ASSIGNMENT
Check each line of the data below for the word "background", then extract the ones that have it.

----- PROVIDED ENTRIES

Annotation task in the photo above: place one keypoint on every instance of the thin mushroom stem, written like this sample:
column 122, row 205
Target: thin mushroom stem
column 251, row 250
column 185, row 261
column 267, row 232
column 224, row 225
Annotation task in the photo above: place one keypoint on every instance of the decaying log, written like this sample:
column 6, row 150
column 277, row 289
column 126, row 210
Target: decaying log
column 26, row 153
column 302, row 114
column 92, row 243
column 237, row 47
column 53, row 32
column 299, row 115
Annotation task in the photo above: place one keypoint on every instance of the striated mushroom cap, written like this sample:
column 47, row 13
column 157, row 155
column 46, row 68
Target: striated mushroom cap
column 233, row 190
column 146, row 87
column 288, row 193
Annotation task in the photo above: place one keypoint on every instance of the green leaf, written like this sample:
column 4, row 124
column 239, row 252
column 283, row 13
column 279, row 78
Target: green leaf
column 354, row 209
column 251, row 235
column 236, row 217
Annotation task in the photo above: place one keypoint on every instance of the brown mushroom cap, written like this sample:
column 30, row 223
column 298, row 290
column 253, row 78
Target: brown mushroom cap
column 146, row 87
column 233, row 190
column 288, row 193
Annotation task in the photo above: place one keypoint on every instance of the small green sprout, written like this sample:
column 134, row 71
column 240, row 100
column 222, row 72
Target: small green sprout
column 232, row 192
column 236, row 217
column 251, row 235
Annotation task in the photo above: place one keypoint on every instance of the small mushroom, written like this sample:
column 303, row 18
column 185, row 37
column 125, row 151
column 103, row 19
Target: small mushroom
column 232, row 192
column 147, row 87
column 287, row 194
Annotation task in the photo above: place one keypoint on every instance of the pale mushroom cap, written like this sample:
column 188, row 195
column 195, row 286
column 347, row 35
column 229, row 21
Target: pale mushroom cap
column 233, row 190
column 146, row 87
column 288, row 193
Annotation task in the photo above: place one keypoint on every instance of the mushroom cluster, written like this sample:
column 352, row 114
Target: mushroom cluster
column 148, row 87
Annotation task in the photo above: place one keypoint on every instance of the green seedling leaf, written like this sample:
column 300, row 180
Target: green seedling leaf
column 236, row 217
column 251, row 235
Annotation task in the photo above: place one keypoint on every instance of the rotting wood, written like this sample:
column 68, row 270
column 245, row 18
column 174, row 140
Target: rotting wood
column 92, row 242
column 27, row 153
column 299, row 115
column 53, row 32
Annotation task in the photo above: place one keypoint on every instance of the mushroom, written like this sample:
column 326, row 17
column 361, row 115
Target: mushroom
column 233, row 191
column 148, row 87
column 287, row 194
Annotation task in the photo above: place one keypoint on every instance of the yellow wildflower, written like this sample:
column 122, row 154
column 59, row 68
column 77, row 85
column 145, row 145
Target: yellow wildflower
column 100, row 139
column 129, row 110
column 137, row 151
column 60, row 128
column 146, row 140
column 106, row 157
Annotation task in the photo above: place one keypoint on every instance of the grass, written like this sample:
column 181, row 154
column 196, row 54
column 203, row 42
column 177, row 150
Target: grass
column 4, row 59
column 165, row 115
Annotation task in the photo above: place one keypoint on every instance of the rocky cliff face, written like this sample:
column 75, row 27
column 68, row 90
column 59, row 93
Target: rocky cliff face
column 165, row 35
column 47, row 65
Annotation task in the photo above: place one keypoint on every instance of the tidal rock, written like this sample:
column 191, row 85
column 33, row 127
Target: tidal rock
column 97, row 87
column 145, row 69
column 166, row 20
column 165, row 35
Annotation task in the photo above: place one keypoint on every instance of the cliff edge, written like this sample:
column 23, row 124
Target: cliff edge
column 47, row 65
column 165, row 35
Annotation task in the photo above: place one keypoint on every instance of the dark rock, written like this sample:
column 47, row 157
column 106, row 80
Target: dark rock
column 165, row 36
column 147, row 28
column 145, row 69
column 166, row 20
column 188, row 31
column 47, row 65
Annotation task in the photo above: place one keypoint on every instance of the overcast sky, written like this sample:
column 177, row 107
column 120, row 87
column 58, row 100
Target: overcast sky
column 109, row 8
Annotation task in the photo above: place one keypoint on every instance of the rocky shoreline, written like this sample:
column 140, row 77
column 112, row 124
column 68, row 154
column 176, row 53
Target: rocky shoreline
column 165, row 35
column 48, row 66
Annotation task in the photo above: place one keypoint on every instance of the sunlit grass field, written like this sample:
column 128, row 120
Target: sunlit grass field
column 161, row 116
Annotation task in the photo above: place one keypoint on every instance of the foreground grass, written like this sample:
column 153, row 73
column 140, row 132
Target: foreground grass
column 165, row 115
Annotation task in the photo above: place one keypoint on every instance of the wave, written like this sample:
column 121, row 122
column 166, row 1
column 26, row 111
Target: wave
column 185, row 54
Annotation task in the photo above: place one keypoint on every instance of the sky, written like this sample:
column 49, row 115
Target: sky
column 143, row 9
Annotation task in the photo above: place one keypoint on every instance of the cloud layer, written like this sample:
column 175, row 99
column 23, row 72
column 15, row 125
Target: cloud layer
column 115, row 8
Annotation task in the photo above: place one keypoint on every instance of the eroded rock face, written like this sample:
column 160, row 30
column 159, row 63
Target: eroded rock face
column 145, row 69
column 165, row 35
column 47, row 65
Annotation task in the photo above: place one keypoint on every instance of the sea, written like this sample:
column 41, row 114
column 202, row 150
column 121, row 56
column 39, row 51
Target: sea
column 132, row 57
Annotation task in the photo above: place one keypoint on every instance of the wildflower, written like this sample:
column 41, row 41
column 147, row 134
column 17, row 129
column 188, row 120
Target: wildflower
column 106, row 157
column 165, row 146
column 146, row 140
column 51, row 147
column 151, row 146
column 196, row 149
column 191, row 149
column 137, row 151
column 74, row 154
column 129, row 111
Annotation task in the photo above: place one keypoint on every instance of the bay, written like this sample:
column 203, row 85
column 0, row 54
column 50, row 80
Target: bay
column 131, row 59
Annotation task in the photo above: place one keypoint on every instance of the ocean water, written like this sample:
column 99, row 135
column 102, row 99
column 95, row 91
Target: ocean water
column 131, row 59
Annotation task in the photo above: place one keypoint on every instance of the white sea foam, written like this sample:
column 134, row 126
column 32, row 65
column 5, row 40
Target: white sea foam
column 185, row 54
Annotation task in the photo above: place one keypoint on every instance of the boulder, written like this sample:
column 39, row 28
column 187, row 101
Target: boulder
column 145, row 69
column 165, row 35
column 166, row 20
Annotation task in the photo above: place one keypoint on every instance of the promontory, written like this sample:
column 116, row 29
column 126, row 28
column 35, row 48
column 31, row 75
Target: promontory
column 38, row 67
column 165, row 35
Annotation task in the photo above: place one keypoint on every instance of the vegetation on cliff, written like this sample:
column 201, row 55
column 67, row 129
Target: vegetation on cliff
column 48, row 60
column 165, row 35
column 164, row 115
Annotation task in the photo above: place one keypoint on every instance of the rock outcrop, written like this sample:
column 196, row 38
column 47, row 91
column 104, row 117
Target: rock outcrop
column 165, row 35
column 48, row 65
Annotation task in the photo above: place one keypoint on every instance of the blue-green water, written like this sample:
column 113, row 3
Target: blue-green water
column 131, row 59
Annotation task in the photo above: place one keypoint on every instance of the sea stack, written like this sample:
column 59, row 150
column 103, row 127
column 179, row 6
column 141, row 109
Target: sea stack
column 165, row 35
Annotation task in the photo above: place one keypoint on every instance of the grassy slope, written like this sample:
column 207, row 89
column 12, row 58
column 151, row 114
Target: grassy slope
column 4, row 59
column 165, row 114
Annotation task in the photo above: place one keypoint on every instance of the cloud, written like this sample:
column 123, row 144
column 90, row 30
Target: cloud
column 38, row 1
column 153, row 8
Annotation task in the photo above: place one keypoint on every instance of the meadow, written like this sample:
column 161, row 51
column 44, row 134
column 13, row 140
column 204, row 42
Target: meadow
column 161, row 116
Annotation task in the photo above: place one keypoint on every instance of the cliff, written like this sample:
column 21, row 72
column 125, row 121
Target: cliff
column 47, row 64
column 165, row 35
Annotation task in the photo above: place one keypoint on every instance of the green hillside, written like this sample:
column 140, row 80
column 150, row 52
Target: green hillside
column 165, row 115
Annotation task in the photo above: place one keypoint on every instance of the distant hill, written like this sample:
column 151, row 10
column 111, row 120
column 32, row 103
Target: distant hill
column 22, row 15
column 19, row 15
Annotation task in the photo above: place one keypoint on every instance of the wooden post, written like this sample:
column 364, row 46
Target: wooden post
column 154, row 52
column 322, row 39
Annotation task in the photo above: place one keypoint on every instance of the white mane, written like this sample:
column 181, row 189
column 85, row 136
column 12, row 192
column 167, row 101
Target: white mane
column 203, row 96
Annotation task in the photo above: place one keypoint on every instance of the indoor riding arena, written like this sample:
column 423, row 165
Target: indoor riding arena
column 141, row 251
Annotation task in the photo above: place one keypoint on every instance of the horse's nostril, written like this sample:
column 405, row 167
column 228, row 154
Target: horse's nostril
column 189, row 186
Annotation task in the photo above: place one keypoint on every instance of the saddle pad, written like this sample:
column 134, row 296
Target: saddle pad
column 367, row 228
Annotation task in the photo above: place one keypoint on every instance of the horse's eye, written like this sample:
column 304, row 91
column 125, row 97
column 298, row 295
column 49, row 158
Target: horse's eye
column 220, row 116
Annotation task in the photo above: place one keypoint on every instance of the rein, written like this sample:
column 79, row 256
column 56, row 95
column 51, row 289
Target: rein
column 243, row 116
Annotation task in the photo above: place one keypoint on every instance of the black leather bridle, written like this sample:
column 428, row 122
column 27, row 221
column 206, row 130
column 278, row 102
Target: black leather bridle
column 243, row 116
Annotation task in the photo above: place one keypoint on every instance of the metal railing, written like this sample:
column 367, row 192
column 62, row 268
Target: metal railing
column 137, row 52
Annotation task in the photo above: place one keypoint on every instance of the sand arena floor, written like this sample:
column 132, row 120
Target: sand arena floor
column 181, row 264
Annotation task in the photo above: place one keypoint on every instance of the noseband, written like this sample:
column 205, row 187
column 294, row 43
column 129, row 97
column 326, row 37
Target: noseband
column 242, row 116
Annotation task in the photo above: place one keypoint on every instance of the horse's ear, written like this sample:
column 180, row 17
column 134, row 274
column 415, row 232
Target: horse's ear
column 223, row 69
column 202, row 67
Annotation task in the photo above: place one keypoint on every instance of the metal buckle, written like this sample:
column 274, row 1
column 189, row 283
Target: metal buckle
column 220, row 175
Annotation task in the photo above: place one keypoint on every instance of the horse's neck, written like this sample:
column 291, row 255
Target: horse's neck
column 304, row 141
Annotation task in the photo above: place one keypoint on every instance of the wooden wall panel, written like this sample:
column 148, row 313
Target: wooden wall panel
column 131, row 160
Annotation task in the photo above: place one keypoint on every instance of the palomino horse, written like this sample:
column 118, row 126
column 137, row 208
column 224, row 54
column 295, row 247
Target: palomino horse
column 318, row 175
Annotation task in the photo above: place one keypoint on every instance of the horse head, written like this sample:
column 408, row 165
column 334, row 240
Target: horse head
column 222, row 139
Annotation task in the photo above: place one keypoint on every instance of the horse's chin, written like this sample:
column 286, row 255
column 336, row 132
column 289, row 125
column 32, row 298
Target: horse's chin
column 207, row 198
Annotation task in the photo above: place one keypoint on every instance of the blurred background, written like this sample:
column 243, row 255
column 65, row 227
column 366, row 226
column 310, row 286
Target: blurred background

----------

SOLUTION TO THE PROBLEM
Annotation task in the photo above: place one keypoint on every instance of the blurred background, written like this sample:
Target: blurred background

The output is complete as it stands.